#### [Stated exercise]
Format every line of the items below as a numbered list and drop any blank lines. Keep the pictures out of your answer.

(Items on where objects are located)
• • • • • • •

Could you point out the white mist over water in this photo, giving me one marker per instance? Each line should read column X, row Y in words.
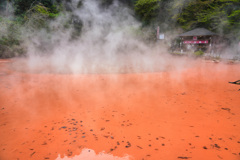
column 109, row 42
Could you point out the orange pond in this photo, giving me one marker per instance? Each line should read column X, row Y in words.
column 192, row 113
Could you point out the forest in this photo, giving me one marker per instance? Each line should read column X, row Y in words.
column 220, row 16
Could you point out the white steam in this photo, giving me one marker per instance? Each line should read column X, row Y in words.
column 109, row 42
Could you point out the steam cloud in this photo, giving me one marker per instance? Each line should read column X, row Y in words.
column 109, row 42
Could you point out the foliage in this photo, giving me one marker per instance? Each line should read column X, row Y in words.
column 10, row 38
column 147, row 9
column 22, row 6
column 221, row 16
column 198, row 53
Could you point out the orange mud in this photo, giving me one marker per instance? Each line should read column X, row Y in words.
column 189, row 114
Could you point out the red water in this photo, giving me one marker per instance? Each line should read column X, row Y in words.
column 189, row 114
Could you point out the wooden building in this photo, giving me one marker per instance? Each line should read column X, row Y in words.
column 198, row 39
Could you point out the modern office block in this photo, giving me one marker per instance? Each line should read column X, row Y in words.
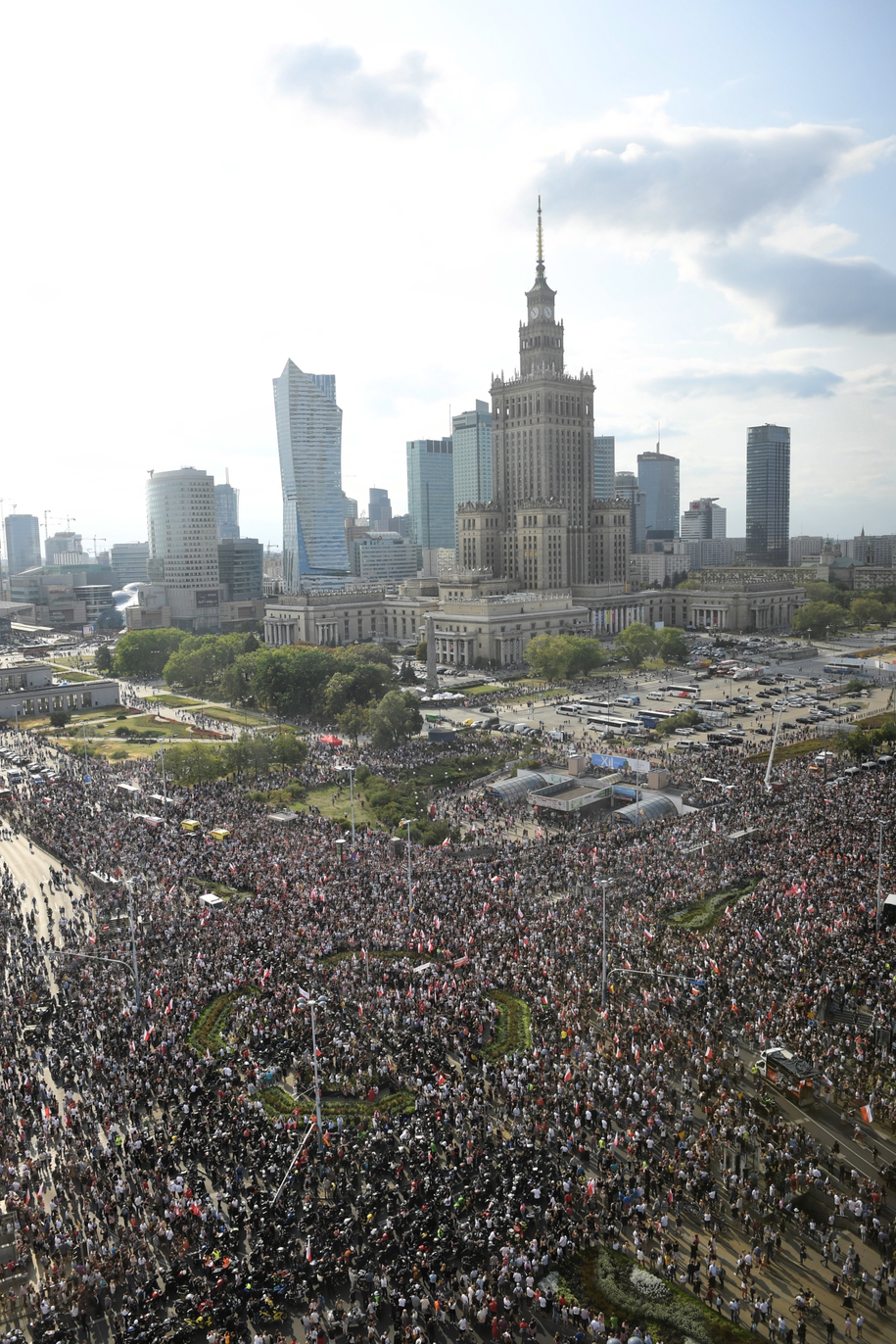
column 241, row 563
column 430, row 491
column 704, row 520
column 769, row 494
column 183, row 546
column 379, row 509
column 625, row 487
column 658, row 477
column 605, row 465
column 227, row 511
column 309, row 437
column 128, row 560
column 24, row 542
column 472, row 456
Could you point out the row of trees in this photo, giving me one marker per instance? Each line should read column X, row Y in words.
column 201, row 762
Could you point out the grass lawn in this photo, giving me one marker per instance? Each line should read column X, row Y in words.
column 242, row 718
column 322, row 800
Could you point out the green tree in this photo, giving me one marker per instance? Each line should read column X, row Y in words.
column 816, row 618
column 145, row 652
column 867, row 610
column 637, row 642
column 356, row 683
column 235, row 682
column 394, row 719
column 353, row 721
column 672, row 646
column 560, row 656
column 196, row 763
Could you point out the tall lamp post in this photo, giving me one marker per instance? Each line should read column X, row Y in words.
column 313, row 1004
column 405, row 821
column 881, row 823
column 605, row 884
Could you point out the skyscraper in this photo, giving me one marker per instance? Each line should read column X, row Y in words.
column 472, row 437
column 605, row 465
column 658, row 479
column 379, row 511
column 542, row 527
column 769, row 494
column 24, row 542
column 625, row 487
column 183, row 546
column 430, row 491
column 704, row 520
column 227, row 511
column 309, row 437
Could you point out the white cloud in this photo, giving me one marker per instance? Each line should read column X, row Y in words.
column 332, row 78
column 730, row 206
column 746, row 382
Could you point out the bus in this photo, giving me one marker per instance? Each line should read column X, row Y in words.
column 618, row 725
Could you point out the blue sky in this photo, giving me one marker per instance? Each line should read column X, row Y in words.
column 195, row 194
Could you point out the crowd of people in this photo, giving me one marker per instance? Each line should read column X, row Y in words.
column 501, row 1093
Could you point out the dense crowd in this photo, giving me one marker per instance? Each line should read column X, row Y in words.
column 485, row 1116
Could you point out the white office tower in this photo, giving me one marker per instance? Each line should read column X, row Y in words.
column 309, row 436
column 183, row 546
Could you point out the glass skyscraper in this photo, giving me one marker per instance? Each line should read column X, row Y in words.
column 769, row 494
column 227, row 512
column 472, row 438
column 24, row 542
column 309, row 437
column 658, row 479
column 430, row 491
column 605, row 466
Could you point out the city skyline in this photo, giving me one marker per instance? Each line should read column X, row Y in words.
column 770, row 299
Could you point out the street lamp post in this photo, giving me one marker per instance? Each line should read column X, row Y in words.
column 881, row 823
column 405, row 821
column 605, row 884
column 311, row 1004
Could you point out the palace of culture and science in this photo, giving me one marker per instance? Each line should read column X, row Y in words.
column 542, row 556
column 542, row 527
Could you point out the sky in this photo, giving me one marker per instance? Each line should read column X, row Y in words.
column 198, row 192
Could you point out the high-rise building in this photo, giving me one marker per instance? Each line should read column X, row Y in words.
column 379, row 509
column 227, row 511
column 241, row 563
column 605, row 465
column 309, row 437
column 658, row 479
column 129, row 560
column 24, row 542
column 704, row 520
column 472, row 438
column 542, row 527
column 625, row 487
column 65, row 548
column 183, row 546
column 430, row 491
column 799, row 548
column 767, row 494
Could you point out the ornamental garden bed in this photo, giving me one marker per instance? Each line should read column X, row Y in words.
column 611, row 1282
column 704, row 914
column 212, row 1021
column 512, row 1032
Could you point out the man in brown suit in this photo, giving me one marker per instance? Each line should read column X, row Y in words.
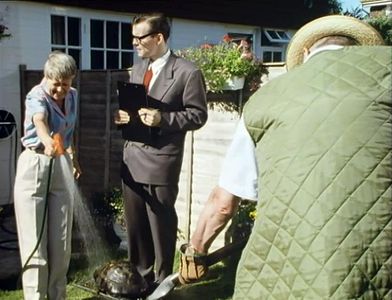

• • • • • • •

#### [Response to this task]
1. Could you point out the white mist over water in this photo, giving me one marker per instance? Each line should read column X, row Y in words.
2. column 109, row 42
3. Could you point out the orange pond in this photo, giving me one marker per instance? Each line should read column X, row Y in words.
4. column 192, row 113
5. Could you point out the forest in this photo, giving me one marker per instance? Each line should read column X, row Y in words.
6. column 220, row 16
7. Could you point out the white steam in this photo, giving me one marker per instance? Each line should read column X, row Y in words.
8. column 109, row 42
9. Could you point out the steam cloud in this photo, giving me one marker per instance? Each line should read column X, row Y in words.
10. column 109, row 42
11. Could you point out the foliage in this photo, giving me one marker per instance? Each line should read column X, row Y in words.
12. column 10, row 38
13. column 147, row 9
14. column 22, row 6
15. column 221, row 16
16. column 198, row 53
17. Could you point out the orange mud in this photo, giving me one marker per instance? Each line should read column X, row Y in words.
18. column 189, row 114
19. Could you point out the red water in this photo, giving me one marker per instance? Each line should read column X, row Y in words.
20. column 189, row 114
21. Could you point out the wooden building in this photo, giving me one marker per instance? Each line should read column X, row Y in words.
22. column 198, row 39
23. Could you point out the modern office block in this photo, giving me one marker per instance? Each line should read column X, row Y in words.
24. column 241, row 563
25. column 430, row 491
26. column 704, row 520
27. column 769, row 494
28. column 183, row 546
29. column 379, row 509
30. column 625, row 487
31. column 658, row 477
32. column 605, row 465
33. column 227, row 511
34. column 309, row 437
35. column 128, row 560
36. column 24, row 542
37. column 472, row 456
38. Could you point out the row of trees in this photo, giving me one marker per instance? Each line should read column X, row Y in words.
39. column 201, row 762
40. Could you point out the grass lawn in this photo, giving me one marker per instance? Each line should read column X, row Y in words.
41. column 242, row 718
42. column 322, row 800
43. Could you point out the green tree in this photo, giving me one marker per instance? Each line should read column X, row Y in words.
44. column 816, row 618
45. column 145, row 652
46. column 867, row 610
47. column 637, row 642
48. column 356, row 683
49. column 235, row 682
50. column 394, row 719
51. column 353, row 721
52. column 672, row 646
53. column 560, row 656
54. column 196, row 763
55. Could you point out the tall lamp post in this photo, giving me one marker per instance? Each line should read column X, row Y in words.
56. column 313, row 1004
57. column 405, row 821
58. column 881, row 823
59. column 605, row 884
60. Could you point out the skyscraper in this photo, giving me one marker per instance? Each line should read column X, row Y in words.
61. column 472, row 437
62. column 605, row 465
63. column 658, row 479
64. column 379, row 511
65. column 542, row 527
66. column 769, row 494
67. column 24, row 542
68. column 625, row 487
69. column 183, row 546
70. column 430, row 491
71. column 704, row 520
72. column 227, row 511
73. column 309, row 437
74. Could you point out the white cloud in this photo, giving me one marker per instance? Each line should read column X, row Y in words.
75. column 332, row 78
76. column 730, row 206
77. column 746, row 382
78. Could you point out the bus in this photo, giving me one marker per instance? Each line should read column X, row Y in words.
79. column 618, row 725
80. Could you point out the blue sky in this photo, giving me one marker per instance? Each line should read column X, row Y in words.
81. column 195, row 194
82. Could you point out the crowd of people in this photo, giving me one marker per instance? Each line should read column X, row Y in words.
83. column 501, row 1093
84. Could you point out the dense crowd in this photo, giving me one marker per instance? Each line should read column X, row Y in words.
85. column 485, row 1116
86. Could you point out the white office tower in this photo, giving me one marker per instance? Each line should read column X, row Y in words.
87. column 309, row 436
88. column 183, row 546
89. Could you point out the glass skyscraper in this photo, giving me one marker per instance? Each line should read column X, row Y in words.
90. column 769, row 494
91. column 227, row 512
92. column 472, row 438
93. column 24, row 542
94. column 309, row 437
95. column 658, row 479
96. column 430, row 491
97. column 605, row 466
98. Could you point out the city skyline in this photo, giving me one marker per instance? Each line should read column X, row Y in words.
99. column 770, row 299
100. Could you point out the street lamp post in this photo, giving me one marker per instance? Each line should read column X, row Y in words.
101. column 881, row 823
102. column 405, row 821
103. column 605, row 884
104. column 311, row 1004
105. Could you point out the palace of culture and science in this photo, giving me one marker per instance? Each line should read column X, row Y in words.
106. column 542, row 556
107. column 542, row 527
108. Could you point out the sky in this photo, giving me one marker per instance? Each line should read column X, row Y in words.
109. column 198, row 192
110. Could you point out the high-rise building in this photo, giving me one marker per instance? Each line should read column X, row Y in words.
111. column 379, row 509
112. column 227, row 511
113. column 241, row 563
114. column 605, row 465
115. column 309, row 437
116. column 658, row 479
117. column 129, row 560
118. column 24, row 542
119. column 704, row 520
120. column 472, row 438
121. column 542, row 527
122. column 625, row 487
123. column 65, row 548
124. column 183, row 546
125. column 430, row 491
126. column 799, row 548
127. column 767, row 494
128. Could you point out the ornamental garden bed in this photo, giving me one marker per instance? Each line should read column X, row Y in words.
129. column 611, row 1282
130. column 704, row 914
131. column 212, row 1021
132. column 512, row 1032
133. Could you point out the man in brown suit in this photo, giving me one marker per instance? Each line should read column X, row Y in words.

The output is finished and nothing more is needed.